WHAT NEEDS TO BE DONE >> Reproduce every one of the rows below word for word, keeping each line exactly as it stands.

DATA FOR PROCESSING >>

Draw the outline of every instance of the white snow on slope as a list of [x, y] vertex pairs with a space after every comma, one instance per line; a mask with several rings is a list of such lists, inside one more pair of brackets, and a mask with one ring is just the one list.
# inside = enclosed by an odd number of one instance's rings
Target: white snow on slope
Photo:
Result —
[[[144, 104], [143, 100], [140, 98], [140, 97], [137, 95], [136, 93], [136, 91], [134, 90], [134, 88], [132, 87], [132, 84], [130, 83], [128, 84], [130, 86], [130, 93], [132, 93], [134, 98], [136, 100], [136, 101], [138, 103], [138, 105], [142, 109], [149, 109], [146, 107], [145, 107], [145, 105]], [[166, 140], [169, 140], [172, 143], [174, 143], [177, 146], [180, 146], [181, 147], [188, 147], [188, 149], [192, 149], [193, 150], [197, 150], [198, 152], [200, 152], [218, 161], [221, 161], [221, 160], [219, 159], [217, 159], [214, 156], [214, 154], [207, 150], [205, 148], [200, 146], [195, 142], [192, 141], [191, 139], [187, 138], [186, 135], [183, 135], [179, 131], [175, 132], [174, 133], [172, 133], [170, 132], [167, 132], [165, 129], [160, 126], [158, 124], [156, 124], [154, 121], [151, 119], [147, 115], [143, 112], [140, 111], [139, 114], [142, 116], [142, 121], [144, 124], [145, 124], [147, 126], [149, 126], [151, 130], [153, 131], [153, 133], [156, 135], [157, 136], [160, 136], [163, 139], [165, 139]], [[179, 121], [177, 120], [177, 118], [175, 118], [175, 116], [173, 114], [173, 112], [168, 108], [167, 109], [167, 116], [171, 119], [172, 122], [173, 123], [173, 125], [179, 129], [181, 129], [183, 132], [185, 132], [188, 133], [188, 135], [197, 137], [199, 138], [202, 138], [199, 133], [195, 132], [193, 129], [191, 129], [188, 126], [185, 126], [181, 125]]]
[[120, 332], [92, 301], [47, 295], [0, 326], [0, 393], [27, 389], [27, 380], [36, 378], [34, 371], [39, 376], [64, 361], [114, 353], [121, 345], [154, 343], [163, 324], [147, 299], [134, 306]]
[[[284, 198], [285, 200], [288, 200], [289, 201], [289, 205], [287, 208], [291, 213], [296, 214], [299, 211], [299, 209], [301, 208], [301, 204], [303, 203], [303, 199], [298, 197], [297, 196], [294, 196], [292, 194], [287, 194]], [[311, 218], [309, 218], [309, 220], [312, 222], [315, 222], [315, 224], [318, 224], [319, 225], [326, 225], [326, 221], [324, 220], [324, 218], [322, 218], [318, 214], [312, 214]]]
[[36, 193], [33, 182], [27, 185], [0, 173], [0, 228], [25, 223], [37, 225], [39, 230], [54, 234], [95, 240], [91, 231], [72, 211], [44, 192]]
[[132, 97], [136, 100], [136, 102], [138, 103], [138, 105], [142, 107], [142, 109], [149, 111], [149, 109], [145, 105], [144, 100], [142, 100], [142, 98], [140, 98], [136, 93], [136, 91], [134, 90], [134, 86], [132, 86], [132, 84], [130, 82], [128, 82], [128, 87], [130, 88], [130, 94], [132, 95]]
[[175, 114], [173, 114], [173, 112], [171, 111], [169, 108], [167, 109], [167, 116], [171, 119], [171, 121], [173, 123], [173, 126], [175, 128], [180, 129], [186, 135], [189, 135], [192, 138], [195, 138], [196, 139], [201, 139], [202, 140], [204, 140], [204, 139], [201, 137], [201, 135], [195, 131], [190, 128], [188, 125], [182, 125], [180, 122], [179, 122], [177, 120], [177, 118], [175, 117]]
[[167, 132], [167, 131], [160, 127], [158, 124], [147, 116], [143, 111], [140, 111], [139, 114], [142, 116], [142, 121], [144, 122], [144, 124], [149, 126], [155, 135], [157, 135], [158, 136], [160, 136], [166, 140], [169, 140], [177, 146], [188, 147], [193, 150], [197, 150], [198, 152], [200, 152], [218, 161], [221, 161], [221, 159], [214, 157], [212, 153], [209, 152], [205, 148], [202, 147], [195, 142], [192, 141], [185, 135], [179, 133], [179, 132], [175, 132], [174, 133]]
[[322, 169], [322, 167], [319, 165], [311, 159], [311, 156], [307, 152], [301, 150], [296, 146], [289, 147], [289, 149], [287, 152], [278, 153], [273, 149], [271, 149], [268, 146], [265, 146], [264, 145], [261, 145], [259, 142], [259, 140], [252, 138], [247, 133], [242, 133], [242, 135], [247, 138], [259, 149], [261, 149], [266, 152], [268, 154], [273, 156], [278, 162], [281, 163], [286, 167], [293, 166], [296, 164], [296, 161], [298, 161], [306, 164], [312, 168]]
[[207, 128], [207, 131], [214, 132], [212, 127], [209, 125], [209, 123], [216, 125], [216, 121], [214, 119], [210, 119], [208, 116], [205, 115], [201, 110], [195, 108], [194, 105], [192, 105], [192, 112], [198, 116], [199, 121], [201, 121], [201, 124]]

RESULT OF THE TASK >>
Draw the outline of every instance of the white snow on slope as a list of [x, y] vertex pairs with a space after every comma, one instance per line; a mask with several rings is a list of such lists, inside one more pair of brackets, and a mask with one ring is just the one list.
# inside = enclosed by an odd number of one instance's rings
Target: white snow on slope
Photo:
Result —
[[[144, 104], [143, 100], [140, 98], [140, 97], [137, 95], [136, 93], [136, 91], [134, 90], [134, 88], [132, 87], [132, 84], [130, 83], [128, 84], [130, 86], [130, 93], [132, 93], [134, 98], [136, 100], [136, 101], [138, 103], [138, 105], [142, 109], [149, 109], [146, 107], [145, 107], [145, 105]], [[166, 140], [169, 140], [172, 143], [174, 143], [177, 146], [180, 146], [181, 147], [188, 147], [188, 149], [192, 149], [193, 150], [197, 150], [198, 152], [200, 152], [218, 161], [221, 161], [221, 160], [219, 159], [217, 159], [214, 156], [214, 154], [207, 150], [205, 148], [200, 146], [195, 142], [192, 141], [191, 139], [187, 138], [186, 135], [183, 135], [179, 131], [175, 132], [174, 133], [172, 133], [170, 132], [167, 132], [165, 129], [160, 126], [158, 124], [156, 124], [154, 121], [151, 119], [147, 115], [143, 112], [140, 111], [139, 114], [142, 116], [142, 121], [144, 124], [145, 124], [147, 126], [149, 126], [151, 130], [153, 131], [153, 133], [156, 135], [157, 136], [160, 136], [163, 139], [165, 139]], [[179, 121], [177, 120], [177, 118], [175, 118], [175, 116], [173, 114], [173, 112], [168, 108], [167, 109], [167, 116], [171, 119], [172, 122], [173, 123], [173, 125], [179, 129], [181, 129], [183, 132], [185, 132], [188, 133], [188, 135], [197, 137], [199, 138], [202, 138], [199, 133], [195, 132], [193, 129], [191, 129], [188, 126], [185, 126], [181, 125]]]
[[120, 332], [92, 301], [47, 295], [0, 326], [0, 393], [27, 389], [27, 380], [36, 378], [34, 371], [39, 376], [64, 361], [114, 353], [121, 345], [154, 343], [163, 324], [147, 299], [134, 306]]
[[[284, 198], [285, 200], [288, 200], [289, 201], [289, 205], [287, 208], [291, 213], [296, 214], [299, 211], [299, 209], [301, 208], [301, 204], [303, 203], [303, 199], [298, 197], [297, 196], [294, 196], [292, 194], [287, 194]], [[311, 218], [309, 218], [309, 220], [312, 222], [315, 222], [315, 224], [318, 224], [319, 225], [326, 225], [326, 221], [324, 220], [324, 218], [322, 218], [318, 214], [312, 214]]]
[[36, 193], [33, 182], [27, 185], [0, 173], [0, 228], [25, 223], [37, 225], [39, 230], [54, 234], [95, 240], [91, 231], [72, 211], [44, 192]]
[[132, 97], [136, 100], [136, 102], [138, 103], [138, 105], [142, 107], [142, 109], [149, 111], [149, 109], [145, 105], [144, 100], [142, 100], [142, 98], [140, 98], [136, 93], [136, 91], [134, 90], [134, 86], [132, 86], [132, 84], [130, 82], [128, 82], [128, 87], [130, 88], [130, 94], [132, 95]]
[[175, 114], [173, 114], [173, 112], [171, 111], [169, 108], [167, 109], [167, 116], [171, 119], [171, 121], [173, 123], [173, 126], [175, 128], [180, 129], [186, 135], [189, 135], [192, 138], [195, 138], [196, 139], [201, 139], [202, 140], [204, 140], [204, 139], [201, 137], [201, 135], [195, 131], [190, 128], [188, 125], [182, 125], [180, 122], [179, 122], [177, 120], [177, 118], [175, 117]]
[[167, 132], [167, 131], [160, 127], [158, 124], [147, 116], [143, 111], [140, 111], [139, 114], [142, 116], [142, 121], [144, 122], [144, 124], [149, 126], [155, 135], [157, 135], [158, 136], [160, 136], [166, 140], [169, 140], [177, 146], [188, 147], [193, 150], [197, 150], [198, 152], [200, 152], [218, 161], [221, 161], [221, 159], [214, 157], [212, 153], [209, 152], [205, 148], [202, 147], [195, 142], [192, 141], [185, 135], [179, 133], [179, 132], [175, 132], [174, 133]]
[[322, 169], [322, 167], [319, 165], [311, 159], [311, 156], [307, 152], [301, 150], [296, 146], [289, 147], [289, 149], [287, 152], [278, 153], [273, 149], [271, 149], [268, 146], [265, 146], [264, 145], [261, 145], [259, 142], [259, 140], [252, 138], [247, 133], [242, 133], [242, 135], [247, 138], [259, 149], [261, 149], [266, 152], [268, 154], [273, 156], [278, 162], [281, 163], [286, 167], [293, 166], [296, 164], [296, 161], [298, 161], [306, 164], [312, 168]]
[[207, 128], [207, 131], [214, 132], [212, 127], [209, 125], [209, 123], [216, 125], [216, 121], [214, 119], [210, 119], [208, 116], [205, 115], [201, 110], [195, 108], [194, 105], [192, 105], [192, 112], [198, 116], [199, 121], [201, 121], [201, 124]]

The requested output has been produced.